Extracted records
+++++

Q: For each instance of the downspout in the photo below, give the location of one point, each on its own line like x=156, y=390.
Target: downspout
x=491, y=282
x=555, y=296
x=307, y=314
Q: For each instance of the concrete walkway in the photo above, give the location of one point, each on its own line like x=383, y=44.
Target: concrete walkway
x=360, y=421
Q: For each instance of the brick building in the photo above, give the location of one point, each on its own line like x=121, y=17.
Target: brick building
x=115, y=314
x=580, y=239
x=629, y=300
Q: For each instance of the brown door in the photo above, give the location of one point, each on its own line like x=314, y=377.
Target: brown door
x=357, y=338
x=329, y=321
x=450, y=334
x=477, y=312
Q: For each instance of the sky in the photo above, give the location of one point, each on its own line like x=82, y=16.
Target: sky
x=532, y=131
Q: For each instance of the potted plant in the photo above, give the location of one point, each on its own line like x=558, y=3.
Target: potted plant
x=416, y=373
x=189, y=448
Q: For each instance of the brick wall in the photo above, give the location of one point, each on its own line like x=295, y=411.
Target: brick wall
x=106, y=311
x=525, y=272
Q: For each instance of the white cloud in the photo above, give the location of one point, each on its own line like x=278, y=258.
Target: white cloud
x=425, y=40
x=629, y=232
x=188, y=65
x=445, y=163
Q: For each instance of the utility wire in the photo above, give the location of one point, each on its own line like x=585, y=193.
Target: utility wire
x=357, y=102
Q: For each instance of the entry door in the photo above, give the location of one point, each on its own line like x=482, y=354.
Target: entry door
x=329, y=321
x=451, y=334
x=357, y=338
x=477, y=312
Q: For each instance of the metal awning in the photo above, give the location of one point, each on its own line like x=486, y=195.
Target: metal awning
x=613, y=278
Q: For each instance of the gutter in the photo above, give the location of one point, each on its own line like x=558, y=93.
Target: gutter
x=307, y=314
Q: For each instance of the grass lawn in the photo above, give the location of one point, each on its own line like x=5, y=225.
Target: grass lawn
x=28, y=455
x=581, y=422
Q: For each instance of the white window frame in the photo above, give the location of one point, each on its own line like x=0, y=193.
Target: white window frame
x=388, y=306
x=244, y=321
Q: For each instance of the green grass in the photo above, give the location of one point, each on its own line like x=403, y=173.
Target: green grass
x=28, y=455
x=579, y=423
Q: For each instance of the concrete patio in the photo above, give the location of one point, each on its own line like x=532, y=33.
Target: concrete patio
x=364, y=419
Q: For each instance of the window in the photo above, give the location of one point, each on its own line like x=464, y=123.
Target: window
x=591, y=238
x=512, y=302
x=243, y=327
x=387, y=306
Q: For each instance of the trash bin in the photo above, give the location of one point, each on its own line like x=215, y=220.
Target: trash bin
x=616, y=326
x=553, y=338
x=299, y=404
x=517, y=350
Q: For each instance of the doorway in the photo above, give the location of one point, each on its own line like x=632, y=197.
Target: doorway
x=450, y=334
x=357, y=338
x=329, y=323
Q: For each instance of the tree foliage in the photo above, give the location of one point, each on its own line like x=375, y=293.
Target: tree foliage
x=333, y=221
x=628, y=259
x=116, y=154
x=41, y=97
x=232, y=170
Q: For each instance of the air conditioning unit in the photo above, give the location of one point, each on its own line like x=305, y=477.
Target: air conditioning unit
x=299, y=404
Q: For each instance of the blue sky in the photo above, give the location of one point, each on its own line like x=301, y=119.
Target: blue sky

+++++

- [DIRECTIVE] Turn all of the data above into a numbered list, leaving out any blank lines.

- [OUTPUT FOR THIS TASK]
1. Q: For each instance of the downspout in the photo below, give the location of one point, each on its own line like x=156, y=390.
2. Target: downspout
3. x=491, y=282
4. x=555, y=296
5. x=307, y=314
6. Q: For each instance of the concrete walkway in the photo above, give the location of one point, each on its own line like x=383, y=44.
7. Target: concrete walkway
8. x=360, y=421
9. Q: For each instance of the brick building in the photo above, give the location of one point, each on its own line like x=121, y=17.
10. Target: brick building
11. x=115, y=314
12. x=580, y=239
13. x=629, y=300
14. Q: For each instance of the brown door in the photo above, give the location of one point, each on its own line like x=314, y=377.
15. Target: brown door
16. x=357, y=338
17. x=329, y=321
18. x=450, y=334
19. x=477, y=312
20. Q: For each instance of the sky in the photo above, give the location of one point, each on its own line like x=82, y=16.
21. Target: sky
22. x=532, y=131
23. Q: For each instance of the potted plant in the photo above, give the location of one point, each on its own line like x=558, y=3.
24. Target: potted plant
25. x=416, y=373
26. x=189, y=448
27. Q: For each instance of the brick wall in the photo above, give the location of one point, each on its own line like x=295, y=411.
28. Target: brick wall
29. x=106, y=311
30. x=525, y=272
31. Q: For each instance of the white cloud in the photo above, give the location of one point, each on its own line like x=278, y=258.
32. Target: white cloud
33. x=425, y=40
34. x=629, y=232
35. x=188, y=65
36. x=445, y=163
37. Q: For each instance of the utility wire in the photo above, give the location of one point, each on its own line like x=585, y=193.
38. Target: utility wire
39. x=357, y=102
40. Q: For each instance of the entry door in the photo above, give the location of one point, each on its own line like x=482, y=354.
41. Target: entry door
42. x=329, y=321
43. x=451, y=334
44. x=357, y=338
45. x=477, y=312
46. Q: For each instance of the metal awning in the photo above, give the location of one point, each on its own line like x=486, y=195.
47. Target: metal awning
48. x=613, y=278
49. Q: For each instance of the gutter in the photo above, give the location of one point, each on its own line like x=558, y=93.
50. Target: gutter
51. x=307, y=314
52. Q: For each instance of the grass lawn in the photo above, give the location of one point, each on its own line like x=5, y=225.
53. Target: grass lawn
54. x=28, y=455
55. x=581, y=422
56. Q: For each instance of the white window frame in the photo above, give the location of one point, each on its own line like x=0, y=193.
57. Target: white window frame
58. x=388, y=306
59. x=244, y=321
60. Q: For each instance of the green grass in the photo above, give the location of one point, each on its own line like x=403, y=173.
61. Target: green grass
62. x=28, y=455
63. x=579, y=423
64. Q: For each instance of the concrete patio in the photo above, give the location of one point, each on its own line like x=532, y=33.
65. Target: concrete patio
66. x=364, y=419
67. Q: For each instance of the window in the photo above, give the location of one point, each on its own line like x=464, y=123.
68. Target: window
69. x=591, y=238
70. x=512, y=302
71. x=243, y=327
72. x=387, y=306
73. Q: For each instance of the trash bin in the photo above, give the location of one point, each on its own line like x=215, y=220.
74. Target: trash bin
75. x=616, y=326
76. x=553, y=338
77. x=299, y=404
78. x=517, y=350
79. Q: For each instance of the doorway in the photo above, give the location of one point, each on its own line like x=632, y=197.
80. Target: doorway
81. x=450, y=334
82. x=357, y=338
83. x=329, y=323
84. Q: For each instance of the tree foliage in the photo above, give the location of one point, each on its own line like x=375, y=293.
85. Target: tree foliage
86. x=333, y=221
87. x=628, y=259
88. x=116, y=154
89. x=41, y=97
90. x=232, y=170
91. Q: For each instance of the air conditioning unit in the photo above, give the location of one point, each on its own line like x=305, y=477.
92. Target: air conditioning unit
93. x=299, y=404
94. Q: For each instance of the blue sky in the photo above, give the location of one point, each on its own line like x=301, y=119.
95. Target: blue sky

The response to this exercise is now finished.